*YOUR INSTRUCTIONS*
Turn every row below into a numbered list, skipping blank lines and leaving out the picture lines.
'''
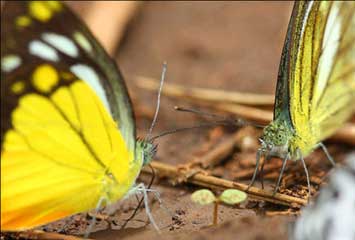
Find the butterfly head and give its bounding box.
[260,121,293,158]
[136,139,157,166]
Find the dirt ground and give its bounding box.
[55,2,350,240]
[2,2,354,240]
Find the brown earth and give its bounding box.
[3,2,354,240]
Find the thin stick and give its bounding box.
[18,230,90,240]
[136,77,355,146]
[213,200,219,226]
[136,76,274,106]
[143,161,307,206]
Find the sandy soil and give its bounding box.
[2,2,354,240]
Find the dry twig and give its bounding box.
[136,77,355,146]
[11,230,90,240]
[143,161,307,206]
[136,76,274,106]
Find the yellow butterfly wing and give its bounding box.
[275,1,355,155]
[1,2,142,231]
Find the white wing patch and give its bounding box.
[70,64,112,113]
[42,33,79,58]
[73,32,92,52]
[1,54,22,73]
[28,40,59,62]
[313,2,343,106]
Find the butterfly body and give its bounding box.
[1,1,155,231]
[252,1,355,192]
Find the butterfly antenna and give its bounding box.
[151,121,229,141]
[174,106,265,128]
[146,62,168,140]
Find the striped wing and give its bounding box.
[275,1,355,144]
[1,1,141,230]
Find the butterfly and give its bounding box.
[250,1,355,193]
[1,1,156,231]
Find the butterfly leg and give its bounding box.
[297,149,311,197]
[318,143,335,167]
[260,155,271,189]
[246,149,262,191]
[272,154,290,196]
[135,183,160,232]
[84,197,107,239]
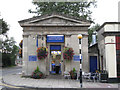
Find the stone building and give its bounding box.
[97,22,120,82]
[19,14,90,75]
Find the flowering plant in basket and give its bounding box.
[37,47,48,60]
[63,47,74,60]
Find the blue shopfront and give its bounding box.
[46,35,64,74]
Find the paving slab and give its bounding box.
[3,74,118,88]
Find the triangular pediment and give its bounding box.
[19,15,90,25]
[29,15,85,24]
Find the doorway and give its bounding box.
[50,45,61,74]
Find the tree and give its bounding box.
[2,37,18,66]
[29,1,96,21]
[0,19,9,35]
[88,24,100,46]
[0,19,18,66]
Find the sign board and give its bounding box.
[47,35,64,43]
[73,55,82,61]
[50,45,61,50]
[29,55,37,61]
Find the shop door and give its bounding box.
[90,56,97,72]
[50,45,61,74]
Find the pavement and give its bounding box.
[0,74,118,89]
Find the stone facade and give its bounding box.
[19,14,90,75]
[97,22,120,82]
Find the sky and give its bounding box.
[0,0,120,45]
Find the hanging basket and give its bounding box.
[63,47,74,60]
[37,47,48,60]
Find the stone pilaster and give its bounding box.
[22,35,28,75]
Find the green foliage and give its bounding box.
[88,24,100,46]
[2,38,18,67]
[29,1,96,21]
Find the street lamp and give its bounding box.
[78,34,82,88]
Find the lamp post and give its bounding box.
[78,34,82,88]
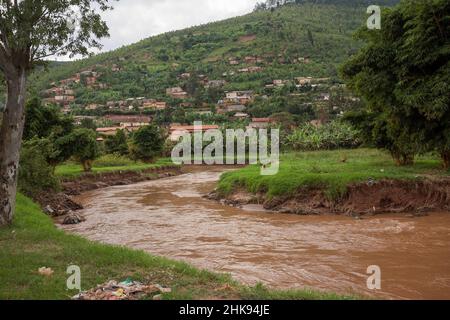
'''
*COMPLETE ANSWER*
1. Find the butterfly head and give its bounding box.
2. [260,121,293,158]
3. [136,139,157,166]
4. Find the dirt ground and give its bounding box.
5. [55,2,350,240]
6. [2,2,354,240]
7. Find the brown earth and give its bounding box.
8. [3,2,354,240]
9. Find the thin stick and give its bounding box.
10. [18,230,90,240]
11. [136,77,355,146]
12. [213,200,219,226]
13. [136,76,274,106]
14. [143,161,307,206]
15. Find the sandy soil and give its bounding box.
16. [2,2,354,240]
17. Find the dry twig and give its bounding box.
18. [136,77,355,146]
19. [11,230,90,240]
20. [143,161,307,206]
21. [136,76,274,106]
22. Find the yellow butterfly wing and give its bounding box.
23. [275,1,355,155]
24. [1,2,142,231]
25. Find the white wing patch and give its bounding box.
26. [70,64,112,113]
27. [42,33,79,58]
28. [73,32,92,52]
29. [1,54,22,73]
30. [28,40,59,62]
31. [313,2,343,106]
32. Find the butterfly body and give its bounding box.
33. [1,1,155,231]
34. [252,1,355,192]
35. Find the butterfly antenna and give its bounding box.
36. [151,121,229,141]
37. [174,106,265,128]
38. [146,62,168,140]
39. Find the striped wing and give its bounding box.
40. [275,1,355,144]
41. [1,1,141,230]
42. Find the butterfly and give its bounding box.
43. [250,1,355,193]
44. [1,1,156,231]
45. Find the butterfly leg and give its bounding box.
46. [297,149,311,197]
47. [318,143,335,167]
48. [260,155,271,189]
49. [246,149,262,191]
50. [272,154,290,196]
51. [135,183,160,232]
52. [84,197,107,239]
53. Find the stone building and give its bounding box.
54. [97,22,120,82]
55. [19,14,90,75]
56. Find the flowering plant in basket and give its bounding box.
57. [37,47,48,60]
58. [63,47,74,60]
59. Find the blue shopfront and give its bounding box.
60. [46,35,64,74]
61. Find the paving slab and give its bounding box.
62. [3,74,118,88]
63. Find the triangular pediment and give its bounding box.
64. [19,15,90,25]
65. [29,15,85,24]
66. Find the doorway and give its bounding box.
67. [50,45,61,74]
68. Find the tree and give its bounding box.
69. [2,37,18,66]
70. [29,1,96,21]
71. [0,19,9,35]
72. [88,24,100,46]
73. [0,19,18,66]
74. Find the sign board and give its bounding box.
75. [47,35,64,43]
76. [73,55,82,61]
77. [50,45,61,50]
78. [29,55,37,61]
79. Find the shop door and give its bounding box.
80. [90,56,97,72]
81. [50,45,61,74]
82. Find the pavement and give its bounding box.
83. [0,74,118,89]
84. Find the stone facade and give its bounding box.
85. [19,14,90,75]
86. [97,22,120,82]
87. Find the sky and give its bounding box.
88. [0,0,120,45]
89. Find the hanging basket and give its bounding box.
90. [63,47,74,60]
91. [37,47,48,60]
92. Find the stone pilaster and give its bounding box.
93. [22,35,28,75]
94. Find the green foliage and give its bounding box.
95. [88,24,100,46]
96. [2,38,18,67]
97. [29,1,96,21]
98. Find the street lamp and give its bounding box.
99. [78,34,82,88]
100. Find the lamp post and give its bounding box.
101. [78,34,82,88]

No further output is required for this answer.